原文抜粋:
- - - - - - -

飯田 2007年から2009年にかけて、「戦争と芸術」展を4回にわたって企画しました。この展覧会のインスピレーションの1つとなったのは、ロンドンにあるロイヤル・アカデミー・オブ・アーツで開催された「アポカリプス」という展覧会です。黙示録的復讐と野蛮に満ちた権力構造に憑かれた集団的自我を歴史的な視点によって浮かび上がらせ、また現代社会の闇をも顕在化させたものです。参加作家はジェイク&ディノス・チャップマンや森万里子、ダレン・アーモンド、ジェフ・クーンズらです。黙示録的ビジョンに纏わる超歴史的な終末感や至福千年の意味を、ハイパーリアルな資本主義社会と重ね合わせました。日本と宗教を基軸にした西洋的コンテキストの違いを改めて考えさせられ、また、現代の社会的な状況においても、形を変えた戦争というものが起きているということを実感したわけです。それからもう1つは、義父と一緒に見に行った、かつて海軍兵学校だった場所ですが、今は海上自衛隊幹部候補生を育成する江田島にある第1術科学校所属の教育参考館で、そこで藤田嗣治や中村研一、そして横山大観などの戦争画を見たのです。これは、「戦争と芸術」展を起動させた大きな契機となりました。他にも、ロンドンにあるインペリアル・ウォー・ミュージアム(イギリス帝国戦争博物館と呼ばれているところです)のキュレーターと会い、そこで、アフガニスタン戦争、アウシュビッツ、そして国連の欺瞞的でダブルスタンダードな存在を訴求する映像作品、つまり近現代の戦争をテーマにしている美術館と出会ったのです。そういったことすべてつながって展覧会「戦争と芸術」展を京都で立ち上げたのです。
——さまざまなことが融合して、戦時中・戦後・現代の作家の作品を幅広く展示するというアイデアに結実したわけですね。

- - - - - - -

提示資料:

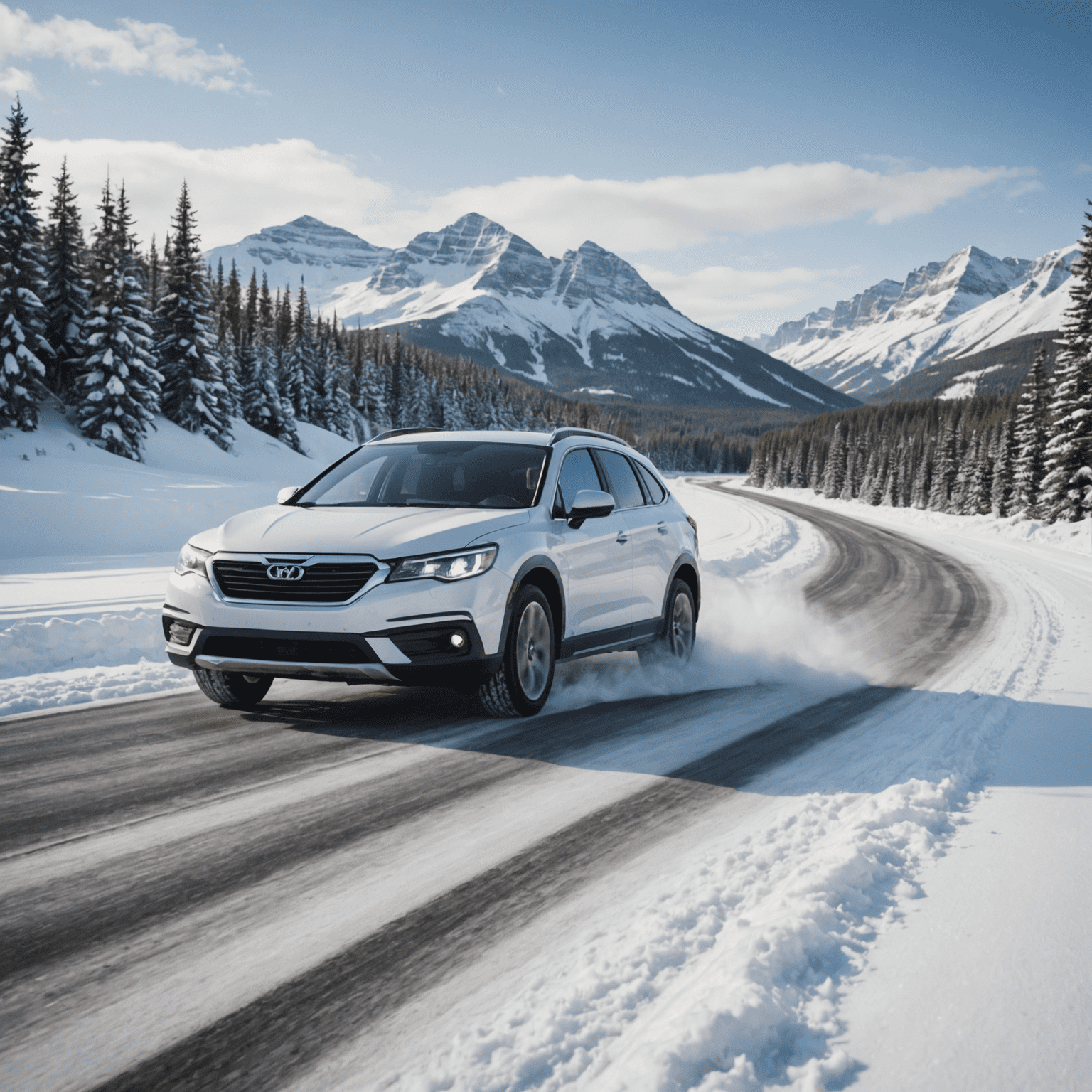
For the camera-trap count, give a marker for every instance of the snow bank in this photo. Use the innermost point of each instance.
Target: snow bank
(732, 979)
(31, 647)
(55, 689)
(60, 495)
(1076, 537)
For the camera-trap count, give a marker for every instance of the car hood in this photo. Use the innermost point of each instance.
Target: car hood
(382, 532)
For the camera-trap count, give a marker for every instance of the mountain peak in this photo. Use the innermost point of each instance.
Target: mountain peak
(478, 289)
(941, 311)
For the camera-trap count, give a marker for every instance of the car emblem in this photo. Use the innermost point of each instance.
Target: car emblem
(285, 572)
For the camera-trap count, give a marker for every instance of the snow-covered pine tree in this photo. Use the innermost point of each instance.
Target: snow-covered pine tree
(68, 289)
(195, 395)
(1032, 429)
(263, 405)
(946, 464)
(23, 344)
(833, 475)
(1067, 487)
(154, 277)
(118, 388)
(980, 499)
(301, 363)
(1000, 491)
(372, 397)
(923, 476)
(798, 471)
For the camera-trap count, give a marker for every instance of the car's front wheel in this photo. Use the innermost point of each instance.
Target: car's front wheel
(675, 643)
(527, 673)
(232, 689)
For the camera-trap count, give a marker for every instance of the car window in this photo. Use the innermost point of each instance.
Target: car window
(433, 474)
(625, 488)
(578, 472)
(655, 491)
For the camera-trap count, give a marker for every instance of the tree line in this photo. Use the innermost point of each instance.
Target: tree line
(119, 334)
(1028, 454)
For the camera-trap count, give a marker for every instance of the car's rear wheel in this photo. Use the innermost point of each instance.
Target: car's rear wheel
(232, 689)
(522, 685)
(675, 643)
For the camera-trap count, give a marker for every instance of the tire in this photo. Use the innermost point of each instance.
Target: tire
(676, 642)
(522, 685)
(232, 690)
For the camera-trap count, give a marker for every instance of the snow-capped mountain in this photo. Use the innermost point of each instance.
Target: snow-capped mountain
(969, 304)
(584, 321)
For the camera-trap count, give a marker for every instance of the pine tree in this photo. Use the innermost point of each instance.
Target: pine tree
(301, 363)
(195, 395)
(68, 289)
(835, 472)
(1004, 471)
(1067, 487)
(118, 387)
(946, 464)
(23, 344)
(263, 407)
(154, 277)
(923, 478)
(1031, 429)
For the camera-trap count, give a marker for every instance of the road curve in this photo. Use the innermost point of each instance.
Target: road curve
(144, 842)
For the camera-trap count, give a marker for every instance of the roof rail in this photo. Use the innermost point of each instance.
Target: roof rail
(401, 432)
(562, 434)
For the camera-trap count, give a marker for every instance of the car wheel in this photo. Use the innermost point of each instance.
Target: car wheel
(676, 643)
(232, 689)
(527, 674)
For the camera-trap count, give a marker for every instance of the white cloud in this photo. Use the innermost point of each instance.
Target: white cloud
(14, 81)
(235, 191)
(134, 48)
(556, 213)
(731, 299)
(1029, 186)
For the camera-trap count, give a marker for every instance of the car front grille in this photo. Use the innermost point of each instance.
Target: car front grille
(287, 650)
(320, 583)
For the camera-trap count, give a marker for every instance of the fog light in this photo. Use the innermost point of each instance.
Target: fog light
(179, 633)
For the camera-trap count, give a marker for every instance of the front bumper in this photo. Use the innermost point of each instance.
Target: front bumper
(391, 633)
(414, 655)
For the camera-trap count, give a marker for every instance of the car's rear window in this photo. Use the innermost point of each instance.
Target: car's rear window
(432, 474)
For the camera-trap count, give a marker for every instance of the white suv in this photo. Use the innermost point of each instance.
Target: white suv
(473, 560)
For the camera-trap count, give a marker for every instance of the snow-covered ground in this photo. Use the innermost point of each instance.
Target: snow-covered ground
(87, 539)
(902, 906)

- - - - - - -

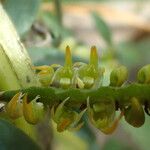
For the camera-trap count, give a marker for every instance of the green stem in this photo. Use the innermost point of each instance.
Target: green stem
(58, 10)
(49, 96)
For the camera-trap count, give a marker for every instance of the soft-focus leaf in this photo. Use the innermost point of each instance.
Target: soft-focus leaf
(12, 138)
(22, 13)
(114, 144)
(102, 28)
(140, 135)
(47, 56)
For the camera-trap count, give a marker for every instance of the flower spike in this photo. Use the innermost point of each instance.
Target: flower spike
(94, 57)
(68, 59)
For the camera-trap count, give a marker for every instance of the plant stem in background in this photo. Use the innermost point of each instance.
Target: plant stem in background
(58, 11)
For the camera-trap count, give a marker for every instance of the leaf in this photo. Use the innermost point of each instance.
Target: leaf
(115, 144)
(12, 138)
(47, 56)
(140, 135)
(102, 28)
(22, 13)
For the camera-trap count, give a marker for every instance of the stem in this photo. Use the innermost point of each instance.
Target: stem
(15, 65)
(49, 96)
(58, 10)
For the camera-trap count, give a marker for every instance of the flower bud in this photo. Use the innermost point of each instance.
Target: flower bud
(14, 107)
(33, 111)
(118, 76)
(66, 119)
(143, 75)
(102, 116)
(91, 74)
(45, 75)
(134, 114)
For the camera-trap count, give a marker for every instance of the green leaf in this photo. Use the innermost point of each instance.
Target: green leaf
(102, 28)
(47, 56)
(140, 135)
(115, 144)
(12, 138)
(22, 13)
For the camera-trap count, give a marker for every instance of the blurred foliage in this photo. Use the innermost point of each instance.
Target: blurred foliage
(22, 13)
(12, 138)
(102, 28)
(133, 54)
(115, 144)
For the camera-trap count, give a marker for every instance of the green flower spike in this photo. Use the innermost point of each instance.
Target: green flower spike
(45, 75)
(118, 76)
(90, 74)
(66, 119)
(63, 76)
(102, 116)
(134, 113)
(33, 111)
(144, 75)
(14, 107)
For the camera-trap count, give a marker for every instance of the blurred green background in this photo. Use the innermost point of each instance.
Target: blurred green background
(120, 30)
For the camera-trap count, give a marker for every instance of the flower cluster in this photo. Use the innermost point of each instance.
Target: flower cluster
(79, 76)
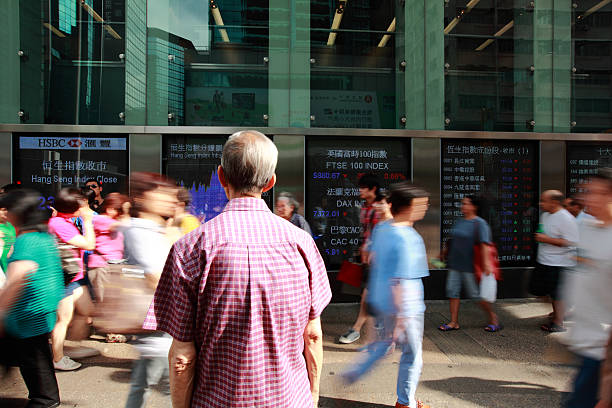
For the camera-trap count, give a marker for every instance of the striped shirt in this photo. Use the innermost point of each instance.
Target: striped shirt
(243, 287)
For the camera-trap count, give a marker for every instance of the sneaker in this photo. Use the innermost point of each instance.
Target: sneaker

- - - - - - -

課題 1: 原文抜粋で、江田島の教育参考館で見た戦争画の作家として名前が挙がっている人物をすべて挙げよ。
課題 2: 原文抜粋の「飯田 2007年から2009」から「展を京都で立ち上げたのです。」までを、両端の語句も含めて一字も変えずに書き写せ。

期待される出力 1: 藤田嗣治、中村研一、横山大観

期待される出力 2:
飯田 2007年から2009年にかけて、「戦争と芸術」展を4回にわたって企画しました。この展覧会のインスピレーションの1つとなったのは、ロンドンにあるロイヤル・アカデミー・オブ・アーツで開催された「アポカリプス」という展覧会です。黙示録的復讐と野蛮に満ちた権力構造に憑かれた集団的自我を歴史的な視点によって浮かび上がらせ、また現代社会の闇をも顕在化させたものです。参加作家はジェイク&ディノス・チャップマンや森万里子、ダレン・アーモンド、ジェフ・クーンズらです。黙示録的ビジョンに纏わる超歴史的な終末感や至福千年の意味を、ハイパーリアルな資本主義社会と重ね合わせました。日本と宗教を基軸にした西洋的コンテキストの違いを改めて考えさせられ、また、現代の社会的な状況においても、形を変えた戦争というものが起きているということを実感したわけです。それからもう1つは、義父と一緒に見に行った、かつて海軍兵学校だった場所ですが、今は海上自衛隊幹部候補生を育成する江田島にある第1術科学校所属の教育参考館で、そこで藤田嗣治や中村研一、そして横山大観などの戦争画を見たのです。これは、「戦争と芸術」展を起動させた大きな契機となりました。他にも、ロンドンにあるインペリアル・ウォー・ミュージアム(イギリス帝国戦争博物館と呼ばれているところです)のキュレーターと会い、そこで、アフガニスタン戦争、アウシュビッツ、そして国連の欺瞞的でダブルスタンダードな存在を訴求する映像作品、つまり近現代の戦争をテーマにしている美術館と出会ったのです。そういったことすべてつながって展覧会「戦争と芸術」展を京都で立ち上げたのです。